Aim of the exercise: Reproduce the entries in full, with no changes.

Data listing:
>>>

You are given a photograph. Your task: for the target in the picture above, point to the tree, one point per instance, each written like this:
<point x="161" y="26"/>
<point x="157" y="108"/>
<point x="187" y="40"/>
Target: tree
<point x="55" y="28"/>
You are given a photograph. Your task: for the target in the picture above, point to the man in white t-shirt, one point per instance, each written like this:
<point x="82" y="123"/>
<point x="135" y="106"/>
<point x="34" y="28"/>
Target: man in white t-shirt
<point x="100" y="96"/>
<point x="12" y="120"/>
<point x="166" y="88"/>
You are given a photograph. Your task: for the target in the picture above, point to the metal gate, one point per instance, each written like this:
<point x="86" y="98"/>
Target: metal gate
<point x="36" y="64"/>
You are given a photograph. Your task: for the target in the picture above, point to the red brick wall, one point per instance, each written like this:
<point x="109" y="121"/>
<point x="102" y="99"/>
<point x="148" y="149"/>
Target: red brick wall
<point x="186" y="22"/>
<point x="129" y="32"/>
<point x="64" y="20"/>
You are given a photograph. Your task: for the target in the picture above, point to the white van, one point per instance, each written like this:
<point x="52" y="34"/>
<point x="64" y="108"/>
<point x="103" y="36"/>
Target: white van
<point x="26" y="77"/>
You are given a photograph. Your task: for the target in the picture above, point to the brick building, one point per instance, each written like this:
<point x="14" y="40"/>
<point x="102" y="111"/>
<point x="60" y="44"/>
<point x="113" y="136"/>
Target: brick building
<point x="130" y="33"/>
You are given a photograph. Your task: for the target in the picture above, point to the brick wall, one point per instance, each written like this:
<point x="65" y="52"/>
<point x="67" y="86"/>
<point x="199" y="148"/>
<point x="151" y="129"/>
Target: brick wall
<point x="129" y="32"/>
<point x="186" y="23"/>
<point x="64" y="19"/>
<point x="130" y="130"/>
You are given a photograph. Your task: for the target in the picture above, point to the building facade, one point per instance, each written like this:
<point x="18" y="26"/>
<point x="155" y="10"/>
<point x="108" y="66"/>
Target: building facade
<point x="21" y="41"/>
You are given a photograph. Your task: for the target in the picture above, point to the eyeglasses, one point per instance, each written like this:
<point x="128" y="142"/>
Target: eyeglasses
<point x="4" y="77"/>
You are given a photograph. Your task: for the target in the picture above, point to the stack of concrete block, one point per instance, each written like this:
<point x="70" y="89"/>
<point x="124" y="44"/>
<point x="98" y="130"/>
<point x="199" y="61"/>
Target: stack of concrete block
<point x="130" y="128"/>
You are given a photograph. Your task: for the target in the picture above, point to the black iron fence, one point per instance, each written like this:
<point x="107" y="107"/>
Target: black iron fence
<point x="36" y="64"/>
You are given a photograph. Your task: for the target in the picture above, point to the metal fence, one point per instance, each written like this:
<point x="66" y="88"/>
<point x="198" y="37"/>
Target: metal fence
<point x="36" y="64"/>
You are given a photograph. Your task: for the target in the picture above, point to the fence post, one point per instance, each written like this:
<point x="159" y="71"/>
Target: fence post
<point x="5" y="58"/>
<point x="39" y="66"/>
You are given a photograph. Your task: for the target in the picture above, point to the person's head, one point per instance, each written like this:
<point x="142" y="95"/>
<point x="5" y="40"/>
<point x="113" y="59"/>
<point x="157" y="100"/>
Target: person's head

<<<

Response for this exercise:
You are given a photograph. Your task: for the target in the picture above, point to the tree, one point per instance, each written like this:
<point x="161" y="26"/>
<point x="157" y="108"/>
<point x="187" y="40"/>
Target: tree
<point x="55" y="28"/>
You are given a photograph. Your task: for the target in the picture above, point to the man in white t-shirt, one point per instance, each written like this:
<point x="82" y="123"/>
<point x="135" y="106"/>
<point x="34" y="28"/>
Target: man in white t-shirt
<point x="100" y="96"/>
<point x="12" y="120"/>
<point x="166" y="88"/>
You are given a photograph. Your task: for the target in the picture above, point to the metal gate, one point per instance, each written like this:
<point x="86" y="98"/>
Target: metal gate
<point x="36" y="64"/>
You are given a photograph. Your task: for the target in the picture above, point to the red brick wall, one point per instance, each written like this:
<point x="109" y="121"/>
<point x="102" y="99"/>
<point x="148" y="149"/>
Target: red brick wall
<point x="186" y="22"/>
<point x="129" y="32"/>
<point x="64" y="20"/>
You are given a photograph. Your task: for the target in the picture above, point to the white van, one point per instance, each written like this:
<point x="52" y="34"/>
<point x="64" y="108"/>
<point x="103" y="36"/>
Target: white van
<point x="26" y="77"/>
You are given a photograph. Your task: for the target in the picture above, point to the brick building, one point per instance, each written like this:
<point x="14" y="40"/>
<point x="102" y="111"/>
<point x="60" y="44"/>
<point x="113" y="136"/>
Target: brick building
<point x="130" y="33"/>
You are given a photograph. Your task: for the target in the picture above, point to the brick wall, one point per instance, each written like this:
<point x="65" y="52"/>
<point x="67" y="86"/>
<point x="199" y="148"/>
<point x="151" y="129"/>
Target: brick wall
<point x="129" y="32"/>
<point x="186" y="23"/>
<point x="64" y="19"/>
<point x="130" y="130"/>
You are given a photograph. Your task: for the target in the picture above, point to the building facade, one point per instance, each written like this:
<point x="18" y="26"/>
<point x="155" y="10"/>
<point x="108" y="66"/>
Target: building facade
<point x="21" y="41"/>
You are given a photograph. Your task: for the target in the picture above, point to the eyeglasses, one point per instance, each written like this:
<point x="128" y="142"/>
Target: eyeglasses
<point x="4" y="77"/>
You are given a photograph. Your task: for the target in the picture above, point to the stack of concrete block, one point per instance, each written like this:
<point x="70" y="89"/>
<point x="124" y="44"/>
<point x="98" y="130"/>
<point x="199" y="61"/>
Target: stack of concrete block
<point x="130" y="128"/>
You are given a photograph. Your task: for the target in the picture above, point to the black iron fence, one point per instance, each written like this:
<point x="107" y="107"/>
Target: black iron fence
<point x="36" y="64"/>
You are given a photograph. Your task: for the target in the picture above, point to the metal fence, one point per instance, each written like this:
<point x="66" y="88"/>
<point x="198" y="37"/>
Target: metal fence
<point x="36" y="64"/>
You are given a photograph. Your task: for the target in the picture above, point to the fence post, one point per instance, each written like this:
<point x="159" y="71"/>
Target: fence post
<point x="5" y="58"/>
<point x="39" y="66"/>
You are given a photograph. Your task: for the target in the picture above, point to the person's head, one point per instance, each written like this:
<point x="142" y="95"/>
<point x="5" y="40"/>
<point x="113" y="59"/>
<point x="157" y="100"/>
Target: person's head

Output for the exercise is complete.